Our contribution to the ENHANCE project was to develop a novel runtime system, that allows for time sharing and load-balancing of tasks, when executed on heterogeneous resources. To this end, we developed a new programming model that uses architecture independent checkpoints to allow migrating code between different compute resources. Further, we developed an extension to the Linux completely fair scheduler to allow for time-sharing of arbitrary compute resources and for migrating workload among compute resources to achieve a user defined objective, e.g., maximizing throughput, minimizing the average turn-around time, or maximizing energy efficiency.

Funding: German Federal Ministry of Education and Research (BMBF), grant agreement 01|H11004
Runtime: 2011–13
Website: http://www.enhance-project.de/en

Custom Computing Architectures for Nanophotonics

In this project we studied, how modern parallel and reconfigurable computer architectures, in particular FPGAs and GPUs, can be used effectively for simulations in theoretical physics. The target algorithm we studied is Yee's Finite-Difference Time Domain method for solving Maxwell's equations. This project that was initially funded by the Paderborn University Research Award, which was jointly awarded to Prof. Plessl and Prof. Förstner in 2009, was the basis for a longstanding collaboration with Prof. Förstner.

Initial funding: Paderborn University Research Award (2009)
..........
JOB A >> Extract each line of the records below that contains the string "instance", copying every such line in full.

SOURCE RECORDS >>
..........
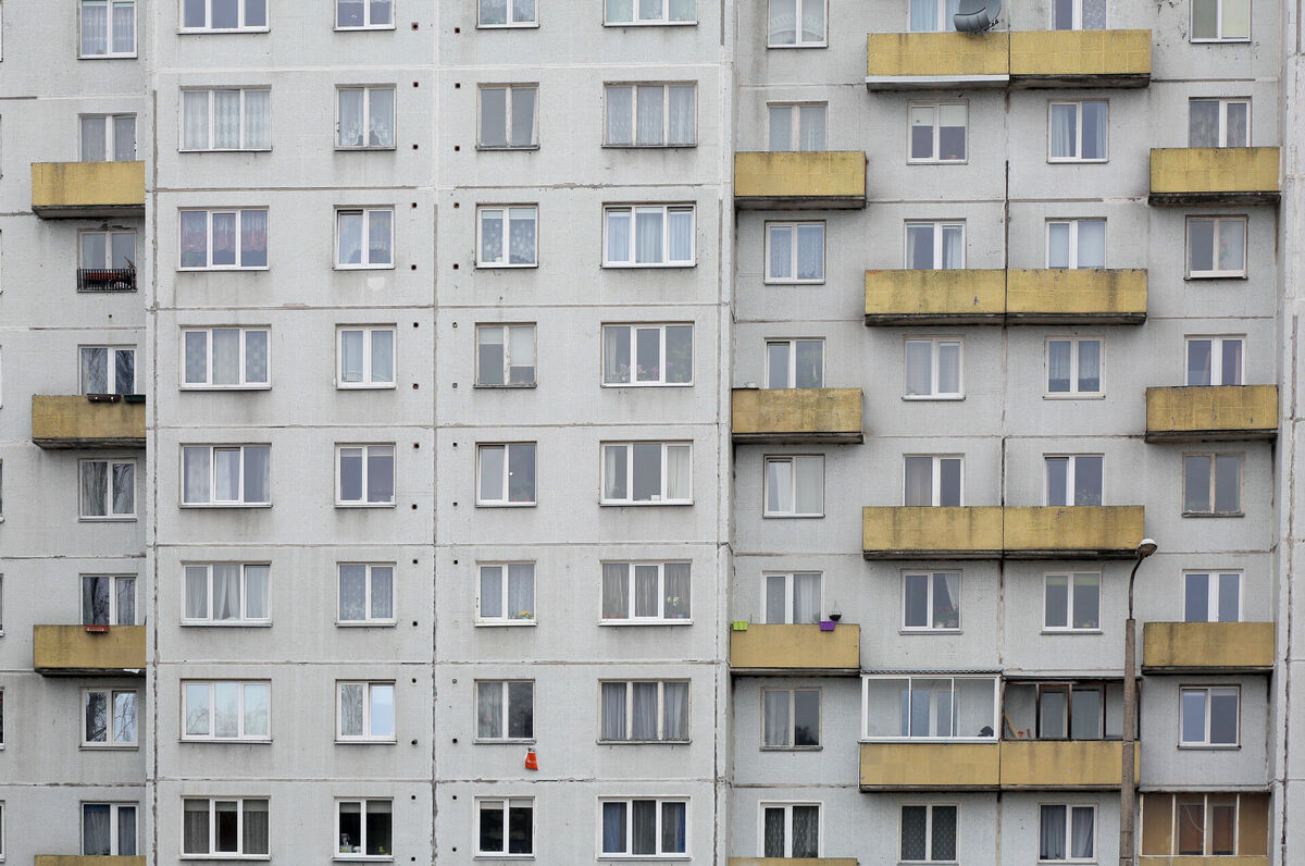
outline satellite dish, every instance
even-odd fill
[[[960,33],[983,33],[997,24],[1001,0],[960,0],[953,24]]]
..........
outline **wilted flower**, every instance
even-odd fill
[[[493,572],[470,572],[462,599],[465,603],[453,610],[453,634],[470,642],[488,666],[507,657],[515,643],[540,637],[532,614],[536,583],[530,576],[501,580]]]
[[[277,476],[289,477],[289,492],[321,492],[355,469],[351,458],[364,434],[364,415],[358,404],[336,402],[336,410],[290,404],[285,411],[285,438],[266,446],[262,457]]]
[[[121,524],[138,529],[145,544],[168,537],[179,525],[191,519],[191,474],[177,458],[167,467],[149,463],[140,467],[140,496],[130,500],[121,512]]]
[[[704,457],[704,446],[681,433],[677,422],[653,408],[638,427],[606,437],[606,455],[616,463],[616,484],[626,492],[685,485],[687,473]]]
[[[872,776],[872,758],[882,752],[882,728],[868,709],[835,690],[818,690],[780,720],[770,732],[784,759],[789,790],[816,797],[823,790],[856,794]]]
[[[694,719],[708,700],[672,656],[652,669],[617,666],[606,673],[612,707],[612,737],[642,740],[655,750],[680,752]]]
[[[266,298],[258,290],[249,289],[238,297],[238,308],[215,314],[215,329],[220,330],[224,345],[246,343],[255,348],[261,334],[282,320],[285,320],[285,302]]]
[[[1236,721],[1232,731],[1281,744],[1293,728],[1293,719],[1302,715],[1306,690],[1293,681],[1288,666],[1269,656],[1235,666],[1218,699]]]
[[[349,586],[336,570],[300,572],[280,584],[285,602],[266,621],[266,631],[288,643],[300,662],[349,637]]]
..........
JOB B >> Output the entire research project description above, reproducing it verbatim.

EXERCISE OUTPUT A >>
outline satellite dish, every instance
outline **wilted flower**, every instance

EXERCISE OUTPUT B >>
Our contribution to the ENHANCE project was to develop a novel runtime system, that allows for time sharing and load-balancing of tasks, when executed on heterogeneous resources. To this end, we developed a new programming model that uses architecture independent checkpoints to allow migrating code between different compute resources. Further, we developed an extension to the Linux completely fair scheduler to allow for time-sharing of arbitrary compute resources and for migrating workload among compute resources to achieve a user defined objective, e.g., maximizing throughput, minimizing the average turn-around time, or maximizing energy efficiency.

Funding: German Federal Ministry of Education and Research (BMBF), grant agreement 01|H11004
Runtime: 2011–13
Website: http://www.enhance-project.de/en

Custom Computing Architectures for Nanophotonics

In this project we studied, how modern parallel and reconfigurable computer architectures, in particular FPGAs and GPUs, can be used effectively for simulations in theoretical physics. The target algorithm we studied is Yee's Finite-Difference Time Domain method for solving Maxwell's equations. This project that was initially funded by the Paderborn University Research Award, which was jointly awarded to Prof. Plessl and Prof. Förstner in 2009, was the basis for a longstanding collaboration with Prof. Förstner.

Initial funding: Paderborn University Research Award (2009)